### Problem requirements
Could you write out the records below exactly, without omitting a line?

### Data to process
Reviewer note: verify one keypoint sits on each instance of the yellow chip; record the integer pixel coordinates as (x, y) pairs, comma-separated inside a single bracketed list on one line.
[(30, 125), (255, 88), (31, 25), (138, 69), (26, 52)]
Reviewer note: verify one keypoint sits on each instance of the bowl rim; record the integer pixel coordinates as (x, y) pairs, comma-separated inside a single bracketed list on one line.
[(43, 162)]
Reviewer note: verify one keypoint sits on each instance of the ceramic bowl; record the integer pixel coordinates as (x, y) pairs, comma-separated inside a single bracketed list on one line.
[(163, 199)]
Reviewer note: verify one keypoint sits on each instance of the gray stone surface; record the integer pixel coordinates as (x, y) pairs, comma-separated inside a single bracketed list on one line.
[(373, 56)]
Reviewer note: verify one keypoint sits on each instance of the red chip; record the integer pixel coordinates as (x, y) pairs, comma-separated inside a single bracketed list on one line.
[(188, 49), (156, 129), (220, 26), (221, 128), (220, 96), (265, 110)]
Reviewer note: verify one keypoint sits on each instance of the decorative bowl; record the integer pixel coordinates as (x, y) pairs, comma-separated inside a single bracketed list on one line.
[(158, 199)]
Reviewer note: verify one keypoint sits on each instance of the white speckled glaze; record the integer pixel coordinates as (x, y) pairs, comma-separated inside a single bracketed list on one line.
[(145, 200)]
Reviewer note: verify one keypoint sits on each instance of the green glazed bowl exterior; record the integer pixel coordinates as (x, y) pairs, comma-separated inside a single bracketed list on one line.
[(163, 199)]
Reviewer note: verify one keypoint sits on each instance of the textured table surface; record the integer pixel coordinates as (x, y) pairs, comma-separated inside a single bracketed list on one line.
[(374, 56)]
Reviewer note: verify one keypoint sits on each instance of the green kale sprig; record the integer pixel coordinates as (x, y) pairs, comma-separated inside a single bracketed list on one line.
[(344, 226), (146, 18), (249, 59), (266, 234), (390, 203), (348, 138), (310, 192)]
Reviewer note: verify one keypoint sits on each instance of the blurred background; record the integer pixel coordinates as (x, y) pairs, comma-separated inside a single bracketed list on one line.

### Exercise output
Reviewer note: verify one keypoint sits on each instance of the yellow chip; record the integer pixel coordinates as (x, y) pairs, comma-separated inside a single bracketed list on one line.
[(30, 125), (255, 88), (31, 25), (138, 69), (26, 52)]
Reviewer note: verify one keypoint sits on each instance of the bowl rim; record the integer pixel coordinates as (x, y) pairs, comma-separated inside a single bracketed list on one line.
[(43, 162)]
Reviewer note: verify one keypoint sits on each instance of the ceramic bowl; record the integer pixel coordinates as (x, y) pairs, comma-separated inside a single bracketed list on one line.
[(163, 199)]
Reviewer note: verify one keypoint sits on each instance of the gray stone surface; record the integer pixel coordinates as (x, y) pairs, comma-separated inside a single bracketed list on one line.
[(373, 56)]
Reviewer note: verify one keypoint sits on each instance of the red chip; record the integer pixel coordinates as (x, y) pairs, comma-separated inside a single bracketed list on one line.
[(188, 49), (156, 129), (220, 26), (221, 128), (220, 96), (265, 110)]
Reviewer note: verify one keypoint sits on each instance of the decorative bowl; record the integer pixel coordinates as (x, y) pairs, comma-separated inside a single bracketed list on one line.
[(158, 199)]
Reviewer note: verify one keypoint sits on each instance of the white speckled glaze; record the integer pixel coordinates as (x, y) pairs, comma-separated inside a single bracketed list on one line.
[(145, 200)]
Reviewer note: verify one keypoint sits on each instance of the green glazed bowl exterior; record the integer pixel coordinates as (x, y) pairs, comma-separated inside a single bracketed list on one line.
[(163, 199)]
Reviewer note: verify one keypoint sits on each instance of the textured table surface; record the integer pixel coordinates as (x, y) pairs, comma-separated inside a single bracketed list on one line.
[(374, 56)]
Reviewer note: verify one keypoint sits on each instance of the green kale sprig; record the integer pixel coordinates as (x, y) pairs, comma-separated inside a single bracketed list on one line.
[(344, 226), (146, 18), (249, 59), (266, 234), (390, 203), (348, 138), (310, 192)]
Reviewer note: verify one keypoint sits on each instance of the blurred background; record the integer pixel coordinates as (x, y) pairs, comma-separated inside a single bracketed list on one line.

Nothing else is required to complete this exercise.